(Selected excerpt):

▼

EX-13.1 3 v336829_ex13-1.htm EXHIBIT 13.1

 

EXHIBIT 13.1

 

TO OUR STOCKHOLDERS, CUSTOMERS AND FRIENDS

 

I am pleased to report that Landmark Bancorp, Inc. had a record 2012, reporting net earnings of $6.4 million and growth which resulted in total assets equaling $614 million at year end. Earnings per share on a fully diluted basis equaled $2.16 compared to $1.54 the previous year. Return on average assets was 1.01%, up from 0.78% in 2011 and return on average equity was 10.34% compared to 7.98% in the previous year. We maintained our record of continued dividends, paying cash dividends equaling $0.72 per share, which is a five percent increase over the previous year. We once again declared a 5% stock dividend. Both our capital and liquidity positions remain strong, and we look forward to continuing to serve our customers and create value for our shareholders as we move forward into 2013.

 

These record operating results occurred in an economic environment that could be considered slow growth at best. GDP increased 2.2% in 2012 compared to 1.8% in 2011. At the same time, national unemployment remained relatively high at 7.8% in December 2012, compared to 8.5% in December 2011. While these numbers are slowly improving, it does not portray an economy that fosters the confidence necessary for active consumer spending and business expansion. It is believed that confidence within the economy was also negatively impacted by the political uncertainty resulting from the national elections and the fiscal uncertainty resulting from the continued debate in Washington with respect to both taxation and spending policies. Against this backdrop, we are pleased with the fact that we achieved the record financial results obtained this past year. I will outline below our major accomplishments of 2012 and the direction we will take as we go forward in 2013.

▲

(Information shown):
▼

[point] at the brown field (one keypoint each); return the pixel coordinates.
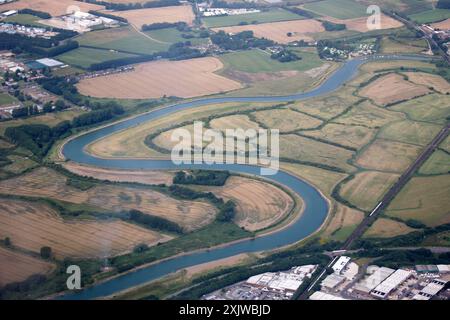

▲

(Work to do): Carry on the letter about Landmark Bancorp's 2012 results from the point where it stops. The lines have nothing to do with the text.

(Answer to the task):
 

Interest rates continue at record low levels and long term rates fell further during 2012. Rates at these extremely low levels have certainly stimulated the refinancing of existing residential mortgage loans and have had a positive impact on home sales. Your company originated approximately $223 million in residential home loans in 2012. Sales of these loans to the secondary market resulted in gains on sales of loans totaling $5.7 million which was a record for the company. Our mortgage lenders and processing associates continue to enjoy an excellent reputation for quality service delivered in a professional and timely manner. This reputation allows us to be among the market share leaders in residential mortgage loan origination within all of our primary markets. This lending activity has also allowed us to grow our portfolio of mortgage loans serviced for others to a level of $264 million. Growth in this area contributed additional non-interest income of $121,000 in 2012. Our mortgage loan origination activities also contribute to our efforts to grow core transaction deposits through our efforts to capture the entire banking relationship of our mortgage loan customers.

 

Conversely, the prolonged record low interest rates are also creating challenges for the company as we work to manage our net interest margin. Net interest margin for the year of 2012 declined to 3.47% from 3.77% the prior year. Yields on both loans and investments continue to move downward as they either mature or are prepaid and the proceeds are reinvested at lower rates. Additionally, loans with adjustable interest rates continue to adjust downward if they did not have interest rate floors at the time they were originated. In a normal environment you would expect corresponding downward movements in deposit interest costs to offset the decline in asset yields. However, with rates being at record low levels for such a prolonged period of time, the ability to adjust interest costs downward on deposits is limited due to these rates approaching a floor of 0%. To offset these pressures it is imperative that we work to grow our loan portfolio and reallocate funds that are now invested in investment securities to higher yielding loans. We are in a good position to do this as our loan to deposit ratio was 65% at December 31, 2012. Management continues to position the company to benefit from increasing interest rates through the management of our interest rate risk position. We feel this is only prudent given the record low interest rate environment and the amount of monetary stimulus that the Federal Reserve has put in place. Interest rates can only go up – the question is when?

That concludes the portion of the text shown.